Point annotation dataset records
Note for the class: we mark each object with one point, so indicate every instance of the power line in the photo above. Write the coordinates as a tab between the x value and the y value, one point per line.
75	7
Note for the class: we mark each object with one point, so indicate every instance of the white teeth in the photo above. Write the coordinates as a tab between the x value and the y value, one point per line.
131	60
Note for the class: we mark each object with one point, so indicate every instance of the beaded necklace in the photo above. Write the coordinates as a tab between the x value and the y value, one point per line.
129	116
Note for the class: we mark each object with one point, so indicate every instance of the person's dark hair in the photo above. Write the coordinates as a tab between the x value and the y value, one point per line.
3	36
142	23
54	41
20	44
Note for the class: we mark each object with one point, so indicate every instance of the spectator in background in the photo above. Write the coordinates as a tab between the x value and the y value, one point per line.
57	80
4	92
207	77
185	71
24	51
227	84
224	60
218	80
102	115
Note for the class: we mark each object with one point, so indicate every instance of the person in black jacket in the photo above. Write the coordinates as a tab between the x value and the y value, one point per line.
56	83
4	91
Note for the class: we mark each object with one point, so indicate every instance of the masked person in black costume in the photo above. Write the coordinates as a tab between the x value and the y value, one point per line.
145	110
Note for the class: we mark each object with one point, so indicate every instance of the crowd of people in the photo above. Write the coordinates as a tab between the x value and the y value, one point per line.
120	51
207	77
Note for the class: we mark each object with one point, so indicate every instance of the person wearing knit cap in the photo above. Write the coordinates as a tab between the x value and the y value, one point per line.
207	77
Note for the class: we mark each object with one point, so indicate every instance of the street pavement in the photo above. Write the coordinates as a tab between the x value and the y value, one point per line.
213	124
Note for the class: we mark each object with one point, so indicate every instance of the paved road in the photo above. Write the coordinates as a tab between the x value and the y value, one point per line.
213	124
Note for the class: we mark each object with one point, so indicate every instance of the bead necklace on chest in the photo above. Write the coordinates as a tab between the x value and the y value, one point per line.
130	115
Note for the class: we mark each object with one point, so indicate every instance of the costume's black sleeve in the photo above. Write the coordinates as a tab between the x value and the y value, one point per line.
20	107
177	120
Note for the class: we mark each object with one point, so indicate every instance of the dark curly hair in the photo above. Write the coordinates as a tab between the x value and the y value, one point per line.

#### EXERCISE OBJECTIVE
Set out all the rows above as a Markdown table with two columns, No. and Line, giving each line its own number and leaving out blank lines.

#### EXERCISE SOLUTION
| No. | Line |
|---|---|
| 1 | Note for the class: we mark each object with one point, so indicate every instance of the power line in the photo above. Write the coordinates as a tab between the x value and the y value, one point per line. |
| 2 | 75	7 |
| 3 | Note for the class: we mark each object with one point, so indicate every instance of the white teeth in the photo above. Write the coordinates as a tab between the x value and the y value, one point per line. |
| 4 | 131	60 |
| 5 | Note for the class: we mark each object with one point, so indicate every instance of the beaded necklace in the photo above. Write the coordinates as a tab between the x value and the y value, one point per line. |
| 6 | 129	116 |
| 7 | Note for the class: we mark each object with one point, so indicate every instance of the person's dark hair in the photo above. Write the coordinates as a tab between the x value and the y value, one point per line. |
| 8 | 3	36 |
| 9 | 142	23 |
| 10 | 54	41 |
| 11 | 20	44 |
| 12 | Note for the class: we mark each object with one point, so indicate every instance of the spectator in background in the photo above. Write the coordinates as a tab between the x value and the y value, one point per line. |
| 13 | 57	80 |
| 14 | 4	92 |
| 15 | 207	77 |
| 16 | 185	71 |
| 17 | 24	51 |
| 18 | 227	84 |
| 19 | 224	60 |
| 20 | 218	80 |
| 21 | 102	115 |
| 22 | Note for the class: we mark each object with one point, so indicate every instance of the person in black jacket in the photo above. Write the coordinates as a tab between the x value and the y value, one point per line. |
| 23 | 56	83 |
| 24 | 4	91 |
| 25 | Note for the class: we mark each object with one point, so indicate every instance of the masked person in black costume in the photo above. Write the coordinates as a tab between the x value and the y value, one point per line. |
| 26 | 145	110 |
| 27 | Note for the class: we mark each object with one point, so indicate every instance of the crowd of people in the photo above. Write the coordinates as a tab between the x value and the y value, one point per line. |
| 28 | 120	51 |
| 29 | 207	77 |
| 30 | Note for the class: we mark each object with one point, so indicate every instance of the person wearing knit cap in the photo above. Write the coordinates as a tab between the x value and the y value, one point per line. |
| 31 | 207	77 |
| 32 | Note for the class: we mark each object with one point, so indicate every instance of the street pavement in the photo above. Write the coordinates as a tab between the x value and the y value, one point per line. |
| 33 | 213	124 |
| 34 | Note for the class: we mark each object with one point, so indicate every instance of the paved road in the photo above. Write the coordinates as a tab between the x value and the y value, one point per line. |
| 35 | 213	124 |
| 36 | Note for the class: we mark each object with one point, so indicate every instance of the bead necklace on chest in the photo above. Write the coordinates as a tab between the x value and the y value, one point per line. |
| 37 | 130	115 |
| 38 | Note for the class: we mark each object with one point, so indicate every instance of the costume's black sleeve in the photo above. Write the coordinates as a tab between the x value and the y value, one point per line. |
| 39 | 20	107 |
| 40 | 177	120 |
| 41 | Note for the class: we mark each object with one point, so indicate every instance of the dark curly hair in the photo above. Write the coordinates as a tab between the x value and the y value, one point per line. |